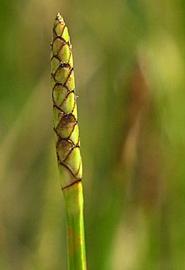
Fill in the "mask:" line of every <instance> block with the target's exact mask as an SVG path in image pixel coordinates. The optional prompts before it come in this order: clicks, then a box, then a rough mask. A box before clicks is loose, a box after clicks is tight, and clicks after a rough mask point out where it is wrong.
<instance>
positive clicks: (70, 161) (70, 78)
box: [51, 14, 86, 270]
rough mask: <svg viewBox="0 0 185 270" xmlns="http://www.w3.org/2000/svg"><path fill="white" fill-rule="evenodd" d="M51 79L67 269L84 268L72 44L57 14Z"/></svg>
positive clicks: (81, 170) (82, 202)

++++++++++++++++++++

→ **ASSIGNED TASK**: Render the lines above as a JSON list of strings, one string per line, with blank lines left out and the picture omitted.

→ **THE COMPLETED TASK**:
[
  "Fill in the \"mask:\" line of every <instance> block with the target's exact mask as an SVG path in image pixel coordinates. The optional prompts before it come in this order: clicks, then a box, then a rough mask. A box before clicks is loose, a box after clicks is tight, and clicks after a rough mask point out where it is wrong.",
  "<instance>",
  "positive clicks: (70, 161) (70, 78)",
  "box: [51, 14, 86, 270]",
  "rough mask: <svg viewBox=\"0 0 185 270\" xmlns=\"http://www.w3.org/2000/svg\"><path fill=\"white\" fill-rule=\"evenodd\" d=\"M51 79L67 269L84 268L72 44L57 14Z\"/></svg>",
  "positive clicks: (81, 170) (82, 202)"
]